» DOCUMENT PASSAGE
⟨

# Making catapults with Cub Scouts and Scouts - band power?



## Ironliver

Hi All,

I have a quick question regarding use of bands. This is my first post having had a look through some of the diy slingshot sections and the bits on Theraband and worryingly RTS. I am based in the UK and am a leader with my local scout group. We have a camp booked for October and I am planning on running an activity that allows the young people to make their own slingshots using forked sticks they've bought with them (I may pre cut a few templates if I have time as well). My question relates to the type of band I should use and quantity needed.

I was all set to buy a 1.5m roll of Theraband gold but will this be too powerful for kids aged 7-14? I just want them to be able to burst a few water balloons or knock some tin cans over at maybe 5m rather than take down a rabbit at 40 yards!

⟩

» EXTRACTED INFORMATION
⟨

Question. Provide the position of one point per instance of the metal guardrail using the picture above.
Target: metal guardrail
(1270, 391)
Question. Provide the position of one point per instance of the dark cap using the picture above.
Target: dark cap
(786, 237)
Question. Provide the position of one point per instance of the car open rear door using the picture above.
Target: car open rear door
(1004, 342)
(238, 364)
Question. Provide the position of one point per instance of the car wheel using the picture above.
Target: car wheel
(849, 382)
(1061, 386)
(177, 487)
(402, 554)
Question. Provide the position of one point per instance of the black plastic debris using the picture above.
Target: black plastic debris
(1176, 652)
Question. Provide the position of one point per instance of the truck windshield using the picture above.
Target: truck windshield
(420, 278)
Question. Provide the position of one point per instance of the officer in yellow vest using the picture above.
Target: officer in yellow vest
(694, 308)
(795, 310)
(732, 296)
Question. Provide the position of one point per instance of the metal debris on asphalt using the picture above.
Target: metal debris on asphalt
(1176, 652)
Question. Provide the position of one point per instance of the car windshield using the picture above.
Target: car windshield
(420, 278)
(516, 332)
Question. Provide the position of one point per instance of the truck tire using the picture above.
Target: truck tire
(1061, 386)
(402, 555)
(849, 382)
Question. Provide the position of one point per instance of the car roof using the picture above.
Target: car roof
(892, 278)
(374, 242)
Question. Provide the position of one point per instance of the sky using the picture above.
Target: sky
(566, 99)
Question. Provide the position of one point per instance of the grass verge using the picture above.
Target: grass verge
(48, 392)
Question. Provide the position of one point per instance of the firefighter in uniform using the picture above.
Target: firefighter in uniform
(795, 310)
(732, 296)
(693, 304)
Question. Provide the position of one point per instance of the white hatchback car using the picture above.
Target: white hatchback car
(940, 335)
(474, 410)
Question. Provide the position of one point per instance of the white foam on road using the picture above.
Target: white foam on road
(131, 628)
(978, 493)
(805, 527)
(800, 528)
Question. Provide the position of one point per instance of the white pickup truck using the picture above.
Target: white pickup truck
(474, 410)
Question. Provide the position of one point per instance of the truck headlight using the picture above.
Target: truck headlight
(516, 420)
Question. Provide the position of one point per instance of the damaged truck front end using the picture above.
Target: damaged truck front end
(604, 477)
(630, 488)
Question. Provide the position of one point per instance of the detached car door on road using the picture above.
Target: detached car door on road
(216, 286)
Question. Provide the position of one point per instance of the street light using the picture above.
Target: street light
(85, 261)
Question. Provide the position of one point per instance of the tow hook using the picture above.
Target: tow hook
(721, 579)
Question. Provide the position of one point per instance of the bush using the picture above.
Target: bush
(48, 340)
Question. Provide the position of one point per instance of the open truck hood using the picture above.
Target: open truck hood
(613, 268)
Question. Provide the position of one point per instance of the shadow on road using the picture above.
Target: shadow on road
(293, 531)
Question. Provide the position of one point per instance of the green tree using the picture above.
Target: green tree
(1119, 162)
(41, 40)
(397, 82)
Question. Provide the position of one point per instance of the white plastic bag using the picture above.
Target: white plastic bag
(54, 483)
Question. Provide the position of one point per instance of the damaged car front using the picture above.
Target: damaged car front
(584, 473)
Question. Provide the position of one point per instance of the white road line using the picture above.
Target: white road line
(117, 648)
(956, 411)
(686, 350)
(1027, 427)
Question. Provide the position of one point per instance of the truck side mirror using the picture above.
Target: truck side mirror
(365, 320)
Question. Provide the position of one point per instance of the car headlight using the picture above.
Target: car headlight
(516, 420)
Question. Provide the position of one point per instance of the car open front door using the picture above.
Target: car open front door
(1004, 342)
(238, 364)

⟩
⟨

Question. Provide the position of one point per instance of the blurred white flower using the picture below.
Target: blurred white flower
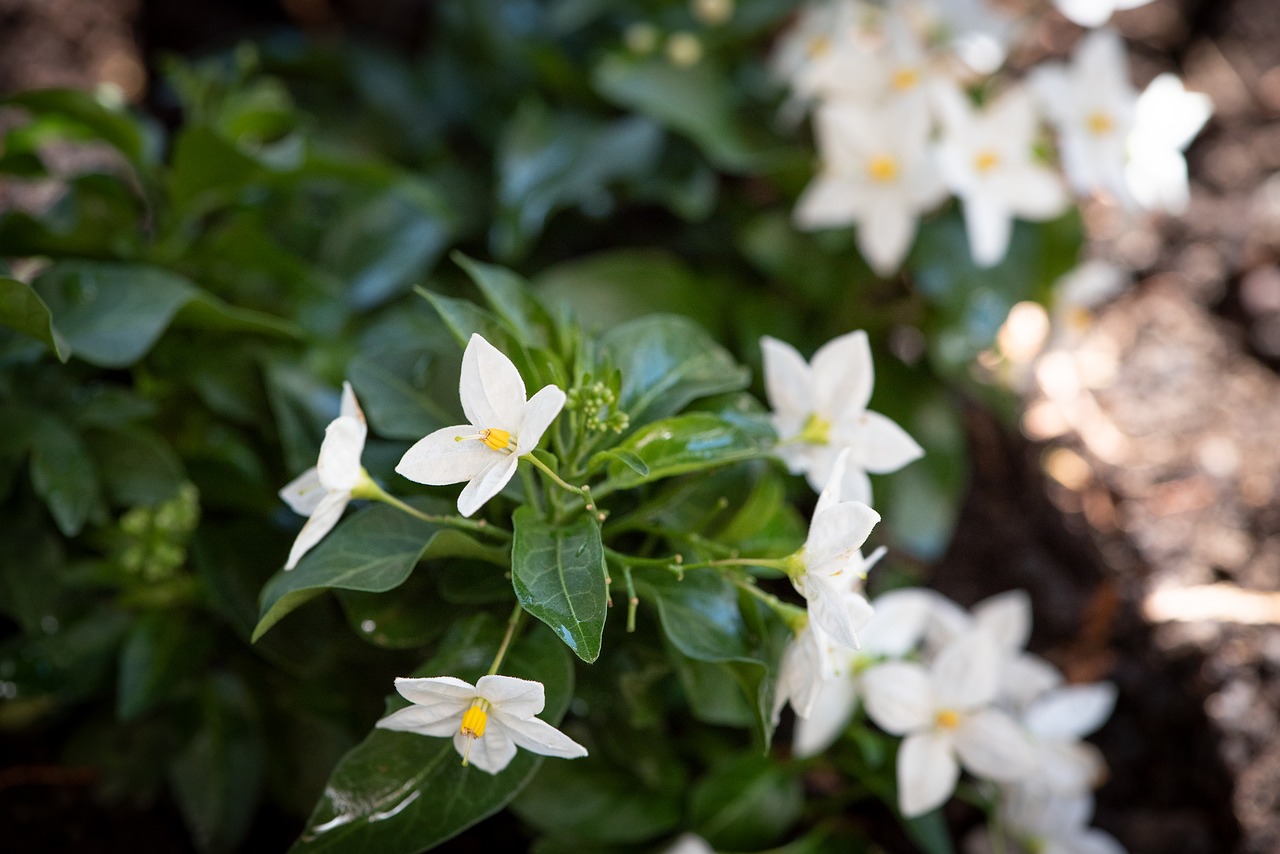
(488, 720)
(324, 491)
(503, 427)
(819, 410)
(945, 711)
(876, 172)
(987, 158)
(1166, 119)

⟩

» TASK TO COMPLETE
Quote the forum post about slingshot bands for scouts from "## Ironliver" to "and quantity needed.", word for word.

» ANSWER TO THE TASK
## Ironliver

Hi All,

I have a quick question regarding use of bands. This is my first post having had a look through some of the diy slingshot sections and the bits on Theraband and worryingly RTS. I am based in the UK and am a leader with my local scout group. We have a camp booked for October and I am planning on running an activity that allows the young people to make their own slingshots using forked sticks they've bought with them (I may pre cut a few templates if I have time as well). My question relates to the type of band I should use and quantity needed.